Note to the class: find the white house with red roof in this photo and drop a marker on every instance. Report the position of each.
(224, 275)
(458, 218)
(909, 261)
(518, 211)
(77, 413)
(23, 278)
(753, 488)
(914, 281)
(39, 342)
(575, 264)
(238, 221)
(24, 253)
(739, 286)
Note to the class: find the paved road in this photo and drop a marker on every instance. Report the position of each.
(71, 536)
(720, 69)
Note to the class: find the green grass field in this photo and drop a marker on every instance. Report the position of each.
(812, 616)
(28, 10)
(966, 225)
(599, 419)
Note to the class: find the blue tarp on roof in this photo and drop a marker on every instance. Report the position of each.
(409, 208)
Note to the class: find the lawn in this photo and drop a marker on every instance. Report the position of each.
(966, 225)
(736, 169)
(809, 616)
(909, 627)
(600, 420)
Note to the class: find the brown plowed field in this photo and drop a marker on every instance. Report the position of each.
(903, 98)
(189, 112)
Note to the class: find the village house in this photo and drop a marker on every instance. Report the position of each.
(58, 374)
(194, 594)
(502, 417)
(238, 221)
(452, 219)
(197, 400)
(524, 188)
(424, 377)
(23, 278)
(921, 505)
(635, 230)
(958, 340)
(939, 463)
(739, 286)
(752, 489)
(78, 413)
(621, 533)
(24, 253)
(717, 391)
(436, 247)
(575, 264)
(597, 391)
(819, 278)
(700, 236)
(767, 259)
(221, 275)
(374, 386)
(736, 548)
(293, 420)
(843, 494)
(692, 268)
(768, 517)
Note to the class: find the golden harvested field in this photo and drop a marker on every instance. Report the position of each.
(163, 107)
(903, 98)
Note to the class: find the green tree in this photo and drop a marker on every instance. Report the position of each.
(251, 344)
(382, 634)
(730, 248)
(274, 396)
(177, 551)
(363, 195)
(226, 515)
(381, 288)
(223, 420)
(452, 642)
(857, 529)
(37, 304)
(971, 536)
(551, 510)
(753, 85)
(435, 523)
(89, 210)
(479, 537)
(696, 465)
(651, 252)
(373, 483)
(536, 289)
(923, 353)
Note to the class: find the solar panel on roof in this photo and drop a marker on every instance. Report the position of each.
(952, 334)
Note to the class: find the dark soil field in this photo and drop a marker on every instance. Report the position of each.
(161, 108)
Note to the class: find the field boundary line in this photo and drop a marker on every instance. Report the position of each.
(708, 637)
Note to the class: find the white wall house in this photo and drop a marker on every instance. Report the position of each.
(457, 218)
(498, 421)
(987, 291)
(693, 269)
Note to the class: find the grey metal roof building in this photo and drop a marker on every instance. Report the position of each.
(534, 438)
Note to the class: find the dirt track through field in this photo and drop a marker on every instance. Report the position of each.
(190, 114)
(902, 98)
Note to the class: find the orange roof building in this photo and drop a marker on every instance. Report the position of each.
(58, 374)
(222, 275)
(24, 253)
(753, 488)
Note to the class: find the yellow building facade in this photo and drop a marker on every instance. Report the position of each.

▶ [Directive]
Express the data above as a JSON list of strings, one string per line, leaving out any blank lines.

▶ [Worked answer]
[
  "Note to the class: find the white house with red roof in this photo and drop a marker on every instance. Report the position of each.",
  "(224, 275)",
  "(458, 218)",
  "(909, 261)",
  "(518, 211)",
  "(77, 413)",
  "(23, 278)",
  "(753, 488)",
  "(914, 281)",
  "(39, 342)",
  "(575, 264)",
  "(238, 221)",
  "(24, 253)",
  "(739, 286)",
  "Note to the class: find the paved road in this photo and drop a marker on every instance. Report the position of each.",
  "(71, 536)",
  "(720, 69)",
  "Note to the class: find the green grass field in this photo and drop a marker on every instance. Report the position of each.",
  "(812, 616)",
  "(28, 10)",
  "(966, 225)",
  "(599, 419)",
  "Note to the class: find the blue tarp on roof in this photo and drop a marker on every instance. Report the position of each.",
  "(409, 208)",
  "Note to the class: find the lawn in this photo and drop a marker on every instance. Report the position of each.",
  "(966, 225)",
  "(736, 169)",
  "(809, 616)",
  "(909, 627)",
  "(600, 420)",
  "Note to the class: find the brown plowed field in this photo and drop a marker on every instance. Report the position of each.",
  "(903, 98)",
  "(189, 112)",
  "Note to the class: find the village house in this photo and drop a marker on every instance. Report the position of each.",
  "(58, 374)",
  "(194, 594)",
  "(502, 417)",
  "(238, 221)",
  "(452, 219)",
  "(197, 400)",
  "(524, 188)",
  "(424, 377)",
  "(23, 278)",
  "(921, 505)",
  "(635, 230)",
  "(958, 340)",
  "(939, 463)",
  "(739, 286)",
  "(752, 489)",
  "(78, 413)",
  "(621, 533)",
  "(24, 253)",
  "(717, 391)",
  "(436, 247)",
  "(575, 264)",
  "(597, 391)",
  "(819, 278)",
  "(700, 236)",
  "(767, 259)",
  "(221, 275)",
  "(374, 386)",
  "(736, 548)",
  "(293, 420)",
  "(843, 494)",
  "(692, 268)",
  "(768, 517)",
  "Note to the class: find the golden harvested field in this photo and drop a marker on every instance. Report the position of each.",
  "(163, 107)",
  "(903, 98)",
  "Note to the class: find the green tree in this photo and drop a marker on every instance. Report the position of each.",
  "(251, 344)",
  "(382, 634)",
  "(730, 248)",
  "(274, 396)",
  "(177, 551)",
  "(363, 195)",
  "(226, 515)",
  "(381, 288)",
  "(223, 420)",
  "(452, 642)",
  "(857, 529)",
  "(37, 304)",
  "(971, 536)",
  "(551, 510)",
  "(753, 85)",
  "(435, 523)",
  "(89, 210)",
  "(479, 537)",
  "(696, 465)",
  "(651, 252)",
  "(373, 483)",
  "(536, 289)",
  "(923, 353)",
  "Note to the class: find the solar panel on roof in this photo and drop a marker on every instance. Report the position of each.",
  "(952, 334)",
  "Note to the class: find the dark soil field in this photo and drop a marker on every instance. Report the position of each.",
  "(161, 108)",
  "Note to the class: find the field boundary line in this photo and drop a marker on every instance. Report the position of each.",
  "(708, 637)",
  "Note to the class: find the white wall house in this photo and drop a marker on every instance. Report the position of each.",
  "(457, 218)",
  "(498, 421)",
  "(987, 291)",
  "(693, 269)",
  "Note to the class: find the grey metal roof building in this photo and drop a marker on every instance. Report the position of each.",
  "(534, 438)",
  "Note to the class: find the dirt track through field in this photo and drop a marker on every instance. Report the position of each.",
  "(190, 114)",
  "(902, 98)",
  "Note to the class: find the orange roof building in this photo and drop a marker on every instance. Report the position of each.",
  "(58, 374)",
  "(222, 275)",
  "(24, 253)",
  "(753, 488)",
  "Note to the class: find the yellow building facade in this photo and drop a marker on every instance. Report the position of each."
]